[start EXTRACTED MATERIAL]

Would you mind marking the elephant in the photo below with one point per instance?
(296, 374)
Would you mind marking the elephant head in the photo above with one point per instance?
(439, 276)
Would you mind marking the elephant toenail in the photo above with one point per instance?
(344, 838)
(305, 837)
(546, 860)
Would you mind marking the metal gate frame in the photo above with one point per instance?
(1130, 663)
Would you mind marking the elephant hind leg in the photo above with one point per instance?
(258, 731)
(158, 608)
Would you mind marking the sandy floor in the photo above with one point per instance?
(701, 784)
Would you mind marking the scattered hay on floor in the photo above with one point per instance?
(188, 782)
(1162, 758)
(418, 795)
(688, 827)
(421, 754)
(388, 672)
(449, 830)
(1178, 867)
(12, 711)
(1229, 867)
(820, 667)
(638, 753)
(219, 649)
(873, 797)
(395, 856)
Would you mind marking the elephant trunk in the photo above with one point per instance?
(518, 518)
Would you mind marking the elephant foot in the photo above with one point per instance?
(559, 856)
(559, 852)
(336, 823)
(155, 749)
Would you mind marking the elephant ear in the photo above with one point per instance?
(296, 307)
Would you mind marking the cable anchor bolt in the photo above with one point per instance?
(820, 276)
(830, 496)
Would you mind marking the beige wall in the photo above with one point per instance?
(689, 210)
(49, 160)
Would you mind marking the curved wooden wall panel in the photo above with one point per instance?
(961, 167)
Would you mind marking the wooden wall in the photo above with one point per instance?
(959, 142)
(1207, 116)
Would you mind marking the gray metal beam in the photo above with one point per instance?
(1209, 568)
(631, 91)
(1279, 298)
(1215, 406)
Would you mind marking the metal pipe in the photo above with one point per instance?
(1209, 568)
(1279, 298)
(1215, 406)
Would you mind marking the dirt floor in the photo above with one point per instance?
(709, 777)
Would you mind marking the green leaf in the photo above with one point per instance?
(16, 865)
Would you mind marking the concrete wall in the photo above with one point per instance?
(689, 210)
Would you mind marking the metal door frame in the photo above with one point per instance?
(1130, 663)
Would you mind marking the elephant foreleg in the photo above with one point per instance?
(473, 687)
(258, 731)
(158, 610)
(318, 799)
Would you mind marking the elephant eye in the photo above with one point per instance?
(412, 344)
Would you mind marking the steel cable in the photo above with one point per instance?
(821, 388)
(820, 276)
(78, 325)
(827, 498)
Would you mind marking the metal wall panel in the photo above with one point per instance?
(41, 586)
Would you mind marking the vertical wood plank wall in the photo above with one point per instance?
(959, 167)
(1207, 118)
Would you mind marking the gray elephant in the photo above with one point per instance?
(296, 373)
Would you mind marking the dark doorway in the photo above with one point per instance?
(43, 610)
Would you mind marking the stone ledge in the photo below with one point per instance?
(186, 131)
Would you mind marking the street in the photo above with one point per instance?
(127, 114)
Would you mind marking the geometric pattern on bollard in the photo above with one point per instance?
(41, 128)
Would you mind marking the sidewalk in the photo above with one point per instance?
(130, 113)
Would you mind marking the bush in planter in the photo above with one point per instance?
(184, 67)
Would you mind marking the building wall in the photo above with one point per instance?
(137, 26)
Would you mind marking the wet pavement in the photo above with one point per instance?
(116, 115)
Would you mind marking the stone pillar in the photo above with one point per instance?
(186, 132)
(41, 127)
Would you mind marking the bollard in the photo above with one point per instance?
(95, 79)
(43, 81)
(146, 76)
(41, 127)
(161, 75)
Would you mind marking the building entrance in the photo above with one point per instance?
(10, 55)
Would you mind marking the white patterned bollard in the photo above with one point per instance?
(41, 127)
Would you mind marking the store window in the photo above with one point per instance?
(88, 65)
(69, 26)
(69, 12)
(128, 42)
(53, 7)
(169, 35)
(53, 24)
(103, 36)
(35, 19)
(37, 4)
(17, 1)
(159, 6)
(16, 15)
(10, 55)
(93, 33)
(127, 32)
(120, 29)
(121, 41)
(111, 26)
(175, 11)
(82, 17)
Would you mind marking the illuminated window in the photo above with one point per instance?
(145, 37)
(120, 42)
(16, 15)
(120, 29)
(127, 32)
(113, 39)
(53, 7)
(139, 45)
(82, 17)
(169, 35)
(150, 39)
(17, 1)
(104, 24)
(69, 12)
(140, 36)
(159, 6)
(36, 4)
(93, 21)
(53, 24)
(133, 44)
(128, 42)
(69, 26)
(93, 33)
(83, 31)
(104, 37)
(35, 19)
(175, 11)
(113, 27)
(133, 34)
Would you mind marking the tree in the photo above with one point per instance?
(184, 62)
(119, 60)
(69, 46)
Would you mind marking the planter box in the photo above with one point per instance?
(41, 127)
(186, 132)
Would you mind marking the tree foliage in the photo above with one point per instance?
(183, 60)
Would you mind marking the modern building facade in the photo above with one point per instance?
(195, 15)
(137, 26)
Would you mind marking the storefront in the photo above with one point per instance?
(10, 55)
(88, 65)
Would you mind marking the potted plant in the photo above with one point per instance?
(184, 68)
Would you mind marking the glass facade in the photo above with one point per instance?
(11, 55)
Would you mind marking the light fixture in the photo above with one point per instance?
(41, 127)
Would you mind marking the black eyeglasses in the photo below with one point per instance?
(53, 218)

[end EXTRACTED MATERIAL]

PROBLEM ::
Copy the records again, starting at the line that has "Would you mind marking the modern" and stopping after the last line of the records, with the requests kept as they are and 134 added to every coordinate in the answer points. Give only those lines.

COMPLETE RESPONSE ::
Would you mind marking the modern building facade in the photo above with one point per instance?
(329, 149)
(271, 160)
Would you mind marking the storefront in the photo above with one point per instance?
(144, 189)
(222, 199)
Would you mind marking the potted plant in the photo above with one point per instance?
(318, 202)
Would you mind marking the glass facade in the photo above with one point per instance?
(145, 189)
Would you mind marking the light fixture in the photo above with one point per instance?
(175, 261)
Would you mind marking the black eyeglasses in the photo below with one point per instance?
(187, 352)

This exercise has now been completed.